**ACTIVITY**
Please restate each entry that appears below word for word, without its pictures.

[Records excerpted from a collection]
»»

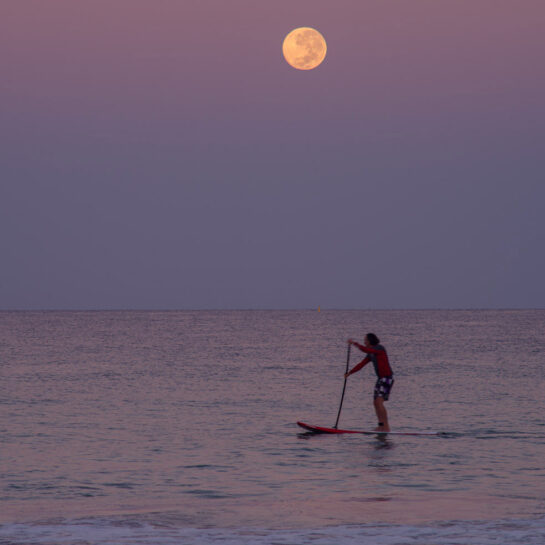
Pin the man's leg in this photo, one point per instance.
(382, 415)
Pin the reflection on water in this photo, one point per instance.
(193, 413)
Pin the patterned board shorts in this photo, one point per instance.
(383, 387)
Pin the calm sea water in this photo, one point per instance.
(179, 427)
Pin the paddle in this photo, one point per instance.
(344, 388)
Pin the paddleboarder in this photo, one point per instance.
(385, 376)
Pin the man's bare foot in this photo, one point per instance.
(382, 428)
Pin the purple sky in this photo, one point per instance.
(162, 154)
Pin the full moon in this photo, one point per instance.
(304, 48)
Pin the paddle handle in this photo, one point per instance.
(344, 387)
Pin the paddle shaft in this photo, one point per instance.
(344, 387)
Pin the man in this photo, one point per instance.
(385, 376)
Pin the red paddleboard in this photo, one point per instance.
(320, 429)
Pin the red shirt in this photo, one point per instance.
(379, 357)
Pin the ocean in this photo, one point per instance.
(179, 427)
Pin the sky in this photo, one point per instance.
(163, 155)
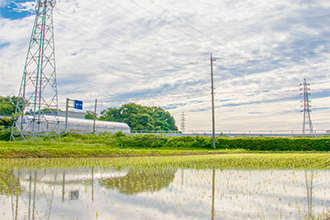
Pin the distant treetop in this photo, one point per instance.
(140, 117)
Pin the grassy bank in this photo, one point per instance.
(120, 145)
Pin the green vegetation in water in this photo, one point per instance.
(119, 145)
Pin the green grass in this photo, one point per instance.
(121, 145)
(237, 161)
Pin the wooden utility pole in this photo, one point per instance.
(212, 92)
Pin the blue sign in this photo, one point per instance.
(78, 104)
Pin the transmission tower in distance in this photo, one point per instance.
(307, 112)
(183, 122)
(38, 89)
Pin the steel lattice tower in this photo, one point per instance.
(307, 112)
(38, 89)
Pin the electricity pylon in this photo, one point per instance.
(307, 112)
(38, 89)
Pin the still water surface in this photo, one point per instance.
(162, 193)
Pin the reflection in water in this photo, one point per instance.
(309, 189)
(165, 193)
(213, 186)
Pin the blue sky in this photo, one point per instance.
(157, 53)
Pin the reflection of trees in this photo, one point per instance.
(137, 181)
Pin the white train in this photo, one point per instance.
(48, 123)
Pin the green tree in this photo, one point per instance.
(7, 105)
(140, 117)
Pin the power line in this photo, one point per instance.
(114, 37)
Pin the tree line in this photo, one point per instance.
(138, 117)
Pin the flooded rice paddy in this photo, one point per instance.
(174, 191)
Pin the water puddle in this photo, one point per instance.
(162, 193)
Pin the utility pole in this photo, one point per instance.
(94, 115)
(38, 89)
(212, 92)
(307, 112)
(66, 114)
(183, 122)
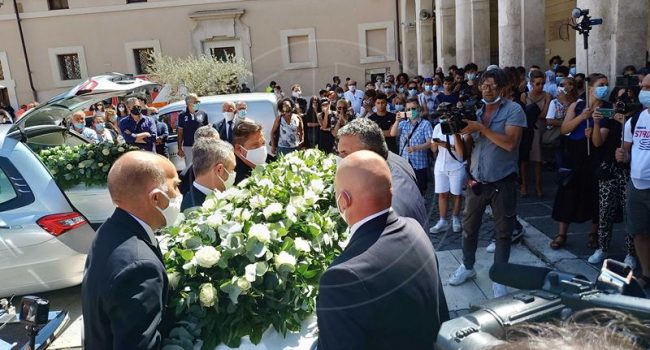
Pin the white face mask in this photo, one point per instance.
(256, 156)
(228, 183)
(173, 209)
(342, 212)
(229, 116)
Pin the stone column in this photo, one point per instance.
(521, 33)
(619, 41)
(424, 33)
(446, 33)
(473, 32)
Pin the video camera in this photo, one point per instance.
(545, 295)
(452, 118)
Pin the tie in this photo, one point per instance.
(229, 131)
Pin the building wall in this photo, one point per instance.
(103, 36)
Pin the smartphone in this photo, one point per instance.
(608, 113)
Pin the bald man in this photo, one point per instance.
(124, 290)
(383, 291)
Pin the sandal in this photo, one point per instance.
(558, 242)
(592, 243)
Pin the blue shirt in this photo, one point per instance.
(130, 127)
(418, 159)
(491, 163)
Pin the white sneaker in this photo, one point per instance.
(499, 290)
(461, 275)
(491, 247)
(455, 225)
(597, 257)
(441, 226)
(630, 261)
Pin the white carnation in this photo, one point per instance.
(285, 258)
(260, 232)
(207, 256)
(208, 295)
(274, 208)
(302, 245)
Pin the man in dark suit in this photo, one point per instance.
(214, 168)
(383, 291)
(226, 125)
(124, 290)
(365, 134)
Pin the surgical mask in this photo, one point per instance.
(644, 98)
(229, 116)
(496, 100)
(256, 156)
(601, 92)
(173, 209)
(228, 183)
(342, 212)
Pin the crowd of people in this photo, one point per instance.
(477, 131)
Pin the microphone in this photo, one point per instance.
(519, 276)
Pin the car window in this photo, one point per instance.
(7, 191)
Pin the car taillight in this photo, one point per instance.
(59, 224)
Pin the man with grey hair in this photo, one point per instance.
(364, 134)
(188, 122)
(124, 290)
(213, 165)
(137, 129)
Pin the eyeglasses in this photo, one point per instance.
(488, 87)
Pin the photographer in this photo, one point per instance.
(414, 140)
(493, 141)
(612, 178)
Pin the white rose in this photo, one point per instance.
(302, 245)
(207, 295)
(317, 185)
(285, 258)
(260, 232)
(207, 256)
(174, 278)
(274, 208)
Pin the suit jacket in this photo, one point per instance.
(407, 199)
(124, 290)
(193, 198)
(383, 291)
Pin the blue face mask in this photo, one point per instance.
(601, 92)
(644, 98)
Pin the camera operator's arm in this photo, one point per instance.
(508, 141)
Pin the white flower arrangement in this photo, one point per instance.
(251, 257)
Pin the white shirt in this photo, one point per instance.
(640, 152)
(201, 188)
(445, 162)
(360, 223)
(147, 228)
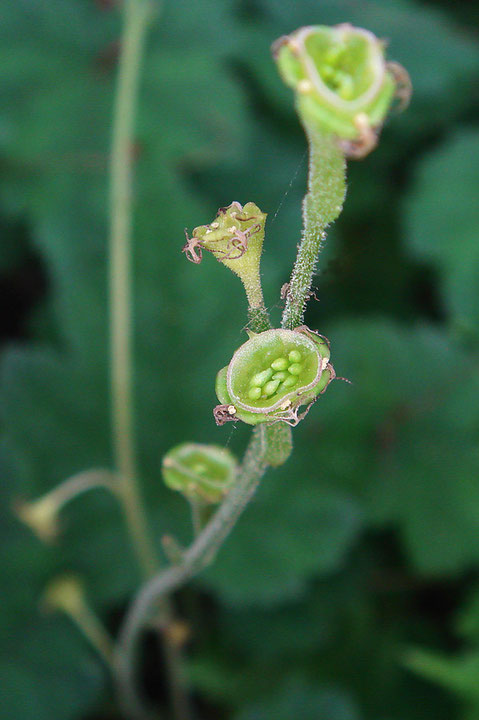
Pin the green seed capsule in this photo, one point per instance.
(295, 368)
(260, 378)
(294, 356)
(271, 387)
(254, 393)
(279, 364)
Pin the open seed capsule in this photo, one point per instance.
(250, 391)
(342, 81)
(203, 471)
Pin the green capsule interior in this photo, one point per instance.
(272, 367)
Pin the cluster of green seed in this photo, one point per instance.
(282, 374)
(336, 79)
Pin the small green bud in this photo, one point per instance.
(342, 82)
(41, 516)
(235, 238)
(282, 395)
(204, 472)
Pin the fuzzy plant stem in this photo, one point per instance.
(136, 17)
(321, 206)
(136, 14)
(200, 554)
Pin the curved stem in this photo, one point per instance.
(321, 206)
(136, 14)
(200, 554)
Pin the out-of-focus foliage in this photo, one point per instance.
(350, 566)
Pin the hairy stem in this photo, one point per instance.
(258, 318)
(200, 554)
(136, 14)
(321, 206)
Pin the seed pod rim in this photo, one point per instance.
(287, 397)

««

**FINAL ANSWER**
Pin the man's leg in this photo, one point per instance.
(382, 415)
Pin the reflection on water in this photo, one point per instance.
(193, 413)
Pin the patterned board shorts in this photo, one point per instance.
(383, 387)
Pin the calm sea water in this photo, one point per instance.
(179, 427)
Pin the paddle in this photo, one point per instance.
(344, 388)
Pin the paddleboarder in this photo, one point per instance.
(385, 376)
Pin the man's bare foot in this photo, one point per instance.
(382, 428)
Pin the purple sky in this photo, one point per instance.
(162, 154)
Pin the full moon in this photo, one point per instance.
(304, 48)
Pin the paddle handle in this photo, one point per instance.
(344, 387)
Pin the paddle shaft in this photo, one point per instance.
(344, 387)
Pin the man in this photo, one point per instance.
(385, 376)
Pin the red paddleboard in this photo, one point per instance.
(320, 429)
Pin the red shirt in this photo, one point per instance.
(379, 357)
Pin the ocean in this photo, one point per instance.
(179, 427)
Pin the sky in this photo, one point per instance.
(163, 155)
Pin the distant treetop in this photo, one point per instance.
(140, 117)
Pin the grassy bank in this photo, one point per instance.
(120, 145)
Pin the green vegetation in water in this photo, one point per instance.
(119, 145)
Pin the green grass in this photo, one point per instance.
(121, 145)
(237, 161)
Pin the wooden utility pole in this photo, one point per instance.
(212, 92)
Pin the blue sign in this photo, one point per instance.
(78, 104)
Pin the transmission tower in distance in this photo, one point per instance.
(307, 112)
(183, 122)
(38, 89)
Pin the steel lattice tower in this photo, one point per instance.
(307, 112)
(38, 89)
Pin the electricity pylon in this photo, one point per instance.
(307, 112)
(38, 89)
Pin the still water surface in this photo, one point per instance.
(162, 193)
Pin the reflection in water in this photo, one point per instance.
(309, 189)
(165, 193)
(213, 186)
Pin the blue sky in this photo, one point per instance.
(157, 53)
Pin the reflection of trees in this photo, one point per instance.
(137, 181)
Pin the white train in this photo, one point per instance.
(48, 123)
Pin the green tree in this photo, one point per instance.
(7, 105)
(140, 117)
Pin the power line in this photo, one point per instance.
(114, 37)
Pin the tree line in this photo, one point per instance.
(138, 117)
Pin the flooded rice paddy in this photo, one point per instance.
(174, 191)
Pin the water puddle in this photo, one point per instance.
(162, 193)
Pin the utility pole in this photo, one point per instance.
(94, 115)
(38, 89)
(212, 92)
(307, 112)
(66, 114)
(183, 122)
Pin the white face mask in this photo, one point per instance.
(256, 156)
(228, 183)
(173, 209)
(342, 212)
(229, 116)
Pin the stone column in this photo, one point per instance.
(521, 33)
(619, 41)
(424, 33)
(446, 33)
(473, 32)
Pin the video camera in this photo, one point per instance.
(545, 295)
(452, 118)
Pin the tie in this photo, one point per instance.
(229, 131)
Pin the building wall in this photo, one point per instance.
(103, 36)
Pin the smartphone in this photo, one point per instance.
(608, 113)
Pin the bald man in this photo, one point per instance.
(124, 290)
(383, 291)
Pin the sandal in this photo, one point per instance.
(558, 242)
(592, 243)
Pin the blue shirt in this photo, one point per instance.
(130, 127)
(418, 159)
(491, 163)
Pin the white sneaker in this photo, one point per instance.
(499, 290)
(461, 275)
(491, 247)
(455, 225)
(597, 257)
(441, 226)
(630, 261)
Pin the white carnation in this photo, one point per instance.
(285, 258)
(260, 232)
(207, 256)
(208, 295)
(274, 208)
(302, 245)
Pin the man in dark suit in this photo, one point per instance.
(214, 168)
(383, 291)
(226, 125)
(124, 290)
(365, 134)
Pin the surgical mask in this photo, one point per instance.
(644, 98)
(229, 116)
(496, 100)
(256, 156)
(601, 92)
(173, 209)
(228, 183)
(342, 212)
Pin the crowd of people in this photo, one point per instance.
(477, 131)
Pin the microphone in this photo, one point per instance.
(519, 276)
Pin the car window in this photo, one point per instance.
(7, 191)
Pin the car taillight in this photo, one point per instance.
(59, 224)
Pin the man with grey hair in this photo, one point per instance.
(364, 134)
(188, 122)
(124, 290)
(213, 165)
(137, 129)
Pin the eyeglasses in this photo, one point per instance.
(488, 87)
Pin the photographer in this photo, one point per instance.
(414, 140)
(493, 141)
(612, 178)
Pin the white rose in this photo, one point per instance.
(302, 245)
(207, 295)
(317, 185)
(285, 258)
(260, 232)
(207, 256)
(174, 278)
(274, 208)
Pin the suit jacket in this photo, one point per instance.
(407, 199)
(124, 290)
(193, 198)
(383, 291)
Pin the blue face mask in this photo, one point per instance.
(601, 92)
(644, 98)
Pin the camera operator's arm in this photo, one point per instance.
(508, 141)
Pin the white flower arrangement in this photo, one point per instance.
(251, 257)
Pin the white shirt in this photo, one point per instance.
(640, 152)
(201, 188)
(445, 162)
(360, 223)
(147, 228)
Pin the green seed capsule in this photo, one point per instance.
(295, 368)
(260, 378)
(294, 356)
(271, 387)
(254, 393)
(279, 364)
Pin the open seed capsule in this photo, one point per instance.
(250, 391)
(342, 81)
(203, 471)
Pin the green capsule interior in this photo, one point per instance.
(272, 367)
Pin the cluster of green seed in this photo, one point per instance.
(282, 374)
(336, 79)
Pin the small green bud in this photo, one point per instance.
(342, 82)
(41, 516)
(235, 238)
(282, 395)
(204, 472)
Pin the fuzzy plant stem in this photo, one point per instance.
(136, 17)
(321, 206)
(136, 14)
(200, 554)
Pin the curved stem in this photo, one point per instance.
(321, 206)
(136, 14)
(200, 554)
Pin the out-of-focus foliage in this photo, one point per instance.
(350, 566)
Pin the hairy stem in this photo, one point per instance.
(258, 318)
(200, 554)
(136, 14)
(321, 206)
Pin the seed pod rim in this photo, one point per instance.
(287, 397)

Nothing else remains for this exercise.